Study text Block Start

Data in a table is lexicographically sorted based on row keys, and to store closely related data together, a developer needs to design a good algorithm for row key composition.
As to partitioning, HBase does it automatically based on the row keys. Still, you can manage the process by changing the start and end row keys for each partition.
Key takeaways on data models
- Both Hive and HBase are capable of organizing data in a way to enable quick access to the required data and reduce query execution time (though their approach to partitioning is different).
- Both Hive and HBase act as data management agents. When somebody says that Hive or HBase stores data, it really means the data is stored in a data store (usually in HDFS). This means the success of your Hadoop endeavor goes beyond either/or technology choices and strongly depends on other important factors, such as calculating the required cluster size correctly and integrating all the architectural components seamlessly.
Hive as an analytical query engine
Hive is specifically designed to enable data analytics. To successfully perform this task, it uses its dedicated Hive Query Language (HiveQL), which is very similar to analytics-tuned SQL.
Initially, Hive converted HiveQL queries into Hadoop MapReduce jobs, simplifying the lives of developers who could bypass more complicated MapReduce code. Running queries in Hive usually took some time, since Hive scanned all the available data sets, if not specified otherwise. It was possible to limit the volume of scanned data by specifying the partitions and buckets that Hive had to address. Anyway, that was batch processing. Nowadays, Apache Hive is also able to convert queries into Apache Tez or Apache Spark jobs.
The earliest versions of Hive did not provide record-level updates, inserts, and deletes, which was one of the most serious limitations in Hive. This functionality appeared only in version 0.14.0 (though with some constraints: for example, your table's file format should be ORC).
HBase as a data manager that supports queries
Being a data manager, HBase alone is not intended for analytical queries. It doesn't have a dedicated query language. To run CRUD (create, read, update, and delete) and search queries, it has a JRuby-based shell, which offers simple data manipulation possibilities, such as Get, Put, and Scan. For the first two operations, you should specify the row key, while scans run over a whole range of rows.

Study text Block End
Listed entries Block Start

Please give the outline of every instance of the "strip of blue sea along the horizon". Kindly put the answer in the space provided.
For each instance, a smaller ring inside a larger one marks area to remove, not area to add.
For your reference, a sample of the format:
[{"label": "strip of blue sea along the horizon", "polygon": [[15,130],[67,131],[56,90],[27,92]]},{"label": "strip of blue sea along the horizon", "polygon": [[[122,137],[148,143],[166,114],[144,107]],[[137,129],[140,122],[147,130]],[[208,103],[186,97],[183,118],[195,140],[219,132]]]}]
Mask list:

Listed entries Block End
Listed entries Block Start

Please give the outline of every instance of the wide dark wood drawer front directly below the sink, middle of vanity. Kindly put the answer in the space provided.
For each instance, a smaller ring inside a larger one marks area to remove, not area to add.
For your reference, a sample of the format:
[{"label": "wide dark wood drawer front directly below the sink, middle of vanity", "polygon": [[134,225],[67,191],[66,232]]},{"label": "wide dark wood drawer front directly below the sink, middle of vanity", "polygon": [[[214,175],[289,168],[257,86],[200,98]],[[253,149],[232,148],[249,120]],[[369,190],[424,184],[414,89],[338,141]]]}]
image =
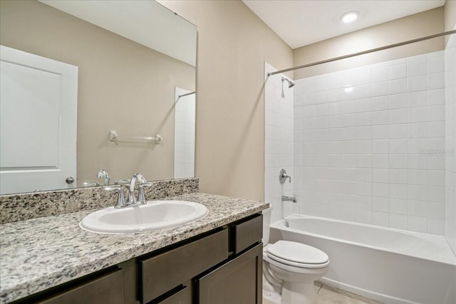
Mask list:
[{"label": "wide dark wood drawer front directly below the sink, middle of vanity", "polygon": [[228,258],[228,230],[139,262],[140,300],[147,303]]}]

Listed entries Block End
Listed entries Block Start

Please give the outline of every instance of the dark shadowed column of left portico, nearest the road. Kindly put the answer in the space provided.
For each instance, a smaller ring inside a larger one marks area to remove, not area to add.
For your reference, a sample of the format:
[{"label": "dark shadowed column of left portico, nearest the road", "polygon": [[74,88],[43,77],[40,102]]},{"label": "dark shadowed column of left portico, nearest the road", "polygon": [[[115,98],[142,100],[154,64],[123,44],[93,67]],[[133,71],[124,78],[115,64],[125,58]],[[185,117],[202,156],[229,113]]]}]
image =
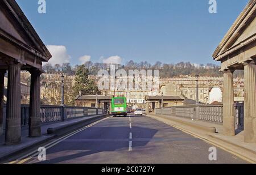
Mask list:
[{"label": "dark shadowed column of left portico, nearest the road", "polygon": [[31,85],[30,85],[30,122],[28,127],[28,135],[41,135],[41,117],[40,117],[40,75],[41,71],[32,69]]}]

Listed entries Block End

▶ Tasks
1 - Decide whether each statement agrees with the Hive and HBase text, answering yes or no and quoting the words of the text that settle it: (a) HBase partitions data automatically based on row keys. (b) The earliest versions of Hive supported record-level updates, inserts, and deletes. (c) HBase has a dedicated query language.
2 - According to the Hive and HBase text, in which version of Hive did record-level updates, inserts, and deletes first appear?
3 - Please proceed with the Hive and HBase text, picking up right after its last sentence.
The rows above play no role in any of this work.

▶ Solved problems
1 -
(a) Yes: "HBase does it automatically based on the row keys."
(b) No: "The earliest versions of Hive did not provide record-level updates, inserts, and deletes"
(c) No: "It doesn't have a dedicated query language."

2 - Version 0.14.0.

3 -
HBase's primary purpose is to offer a random data input/output for HDFS. At the same time, one can surely say that HBase contributes to fast analytics by enabling consistent reads. This is possible due to the fact that HBase writes data to only one server, which doesn't require comparing multiple data versions from different nodes. Besides, HBase handles append operations very well. It also enables updates and deletes, but copes with these two not so perfectly.
In Hive 3.0.0, indexing was removed. Prior to that, it was possible to create indexes on columns, though the advantages of faster queries should have been weighted against the cost of indexing during write operations and extra space for storing the indexes. Anyway, Hive's data model, with its ability to group data into buckets (which can be created for any column, not only for the keyed one), offers an approach similar to the one that indexing provides.
HBase enables multi-layered indexing. But again, you have to think about the trade-off between gaining read query response vs. slower writes and the costs associated with storing indexes.
Key takeaways on query performance
- Running analytical queries is exactly the task for Hive. HBase's initial task is to ingest data as well as run CRUD and search queries.
- While HBase handles row-level updates, deletes, and inserts well, the Hive community is working to eliminate this stumbling block.
To sum it up
There are many similarities between Hive and HBase. Both are data management agents, and both are strongly interconnected with HDFS. The main difference between these two is that HBase is tailored to perform CRUD and search queries while Hive does analytical ones. These two technologies complement each other and are frequently used together in Hadoop consulting projects so businesses can make the most of both applications' strengths.